→ **EXERCISE DESCRIPTION**:
Please print the material below word for word, leaving out the pictures.

→ **DATA SUPPLIED**:
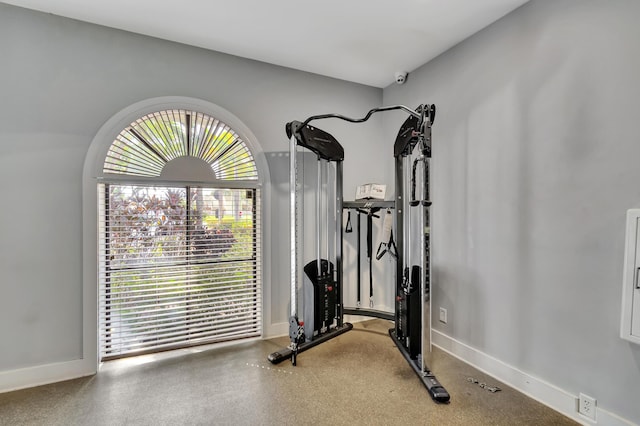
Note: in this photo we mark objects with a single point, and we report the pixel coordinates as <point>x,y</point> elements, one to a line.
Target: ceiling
<point>364,41</point>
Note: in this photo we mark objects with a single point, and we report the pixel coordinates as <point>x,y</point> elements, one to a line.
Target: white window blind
<point>178,266</point>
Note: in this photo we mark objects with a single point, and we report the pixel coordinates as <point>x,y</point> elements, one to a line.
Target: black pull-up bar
<point>366,117</point>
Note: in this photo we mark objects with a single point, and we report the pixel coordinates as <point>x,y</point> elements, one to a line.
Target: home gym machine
<point>412,316</point>
<point>322,282</point>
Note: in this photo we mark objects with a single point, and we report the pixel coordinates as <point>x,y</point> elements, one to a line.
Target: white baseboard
<point>44,374</point>
<point>538,389</point>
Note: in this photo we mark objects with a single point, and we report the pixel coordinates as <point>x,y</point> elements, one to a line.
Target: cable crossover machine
<point>322,315</point>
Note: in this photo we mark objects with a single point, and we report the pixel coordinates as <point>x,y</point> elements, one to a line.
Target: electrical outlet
<point>443,315</point>
<point>587,406</point>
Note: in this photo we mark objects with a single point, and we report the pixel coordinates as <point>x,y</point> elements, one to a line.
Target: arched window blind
<point>146,146</point>
<point>179,264</point>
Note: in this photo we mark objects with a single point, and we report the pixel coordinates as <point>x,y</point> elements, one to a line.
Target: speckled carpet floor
<point>358,378</point>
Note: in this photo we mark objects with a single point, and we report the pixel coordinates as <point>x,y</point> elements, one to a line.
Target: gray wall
<point>536,152</point>
<point>60,80</point>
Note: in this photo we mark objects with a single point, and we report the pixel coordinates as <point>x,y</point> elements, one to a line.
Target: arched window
<point>179,236</point>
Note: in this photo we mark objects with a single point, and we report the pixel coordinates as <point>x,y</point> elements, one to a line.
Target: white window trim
<point>92,171</point>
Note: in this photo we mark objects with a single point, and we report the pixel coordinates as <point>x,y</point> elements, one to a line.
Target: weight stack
<point>320,294</point>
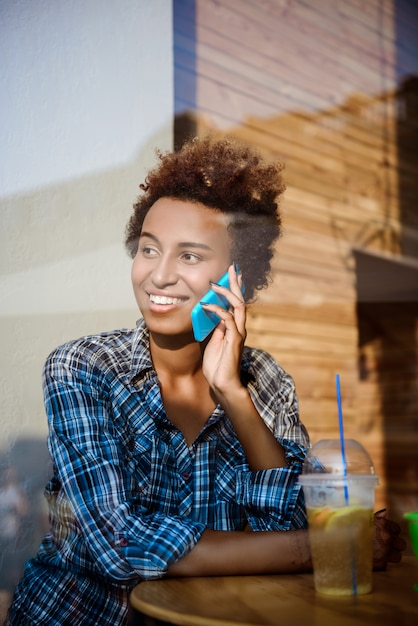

→ **FULL RESPONSE**:
Note: in this photo we mark objects with a single point, and we report the pixel coordinates as <point>x,y</point> elements, one to a line.
Target: ceiling
<point>364,41</point>
Note: in this photo we mark objects with a single point, and we report the pixel coordinates as <point>x,y</point> elements, one to a line.
Target: white window blind
<point>178,266</point>
Note: in this photo we mark objects with a single point, and we report the pixel coordinates as <point>x,y</point> elements, one to a line.
Target: black pull-up bar
<point>366,117</point>
Note: in this photo we mark objects with a single point, and we report the pixel coordinates as <point>x,y</point> elements, one to a line.
Target: home gym machine
<point>412,316</point>
<point>322,282</point>
Note: in this photo we mark objects with a single point, and we report the pixel coordinates as <point>x,y</point> elements, one to a line.
Target: white baseboard
<point>44,374</point>
<point>538,389</point>
Note: in this photo we mark objects with a single point, and we report the pixel coordinates as <point>x,y</point> elements, one to a line.
Target: cable crossover machine
<point>322,315</point>
Note: in this photo we mark objects with a single point, and we report the pixel coordinates as <point>x,y</point> elements, one to a line.
Target: electrical outlet
<point>443,315</point>
<point>587,406</point>
Note: in this photo we mark objects with a single point, and we report the pixel coordinates as <point>x,y</point> elements, one to a line.
Target: arched window blind
<point>146,146</point>
<point>179,264</point>
Note: in this photo we mark objects with a single point, and we report the pixel coordinates as <point>x,y</point> elements, one to a line.
Target: speckled carpet floor
<point>358,378</point>
Note: in this photo we mark objects with a single point, and we report the pixel coordinates as <point>x,y</point> elements, one to a line.
Target: gray wall
<point>536,152</point>
<point>60,80</point>
Note: in this photo we mark objects with a single point, and we report the pixel coordinates as <point>x,y</point> elements, one to a line.
Target: arched window
<point>179,236</point>
Note: in this photo we mark objects with a single point, and we report the pixel coordinates as <point>x,y</point> elements, one to a line.
Target: white window trim
<point>92,171</point>
Note: in this photo we mark objects with a single point, and we report the pixel coordinates as <point>x,y</point> elements, one to a line.
Target: weight stack
<point>320,294</point>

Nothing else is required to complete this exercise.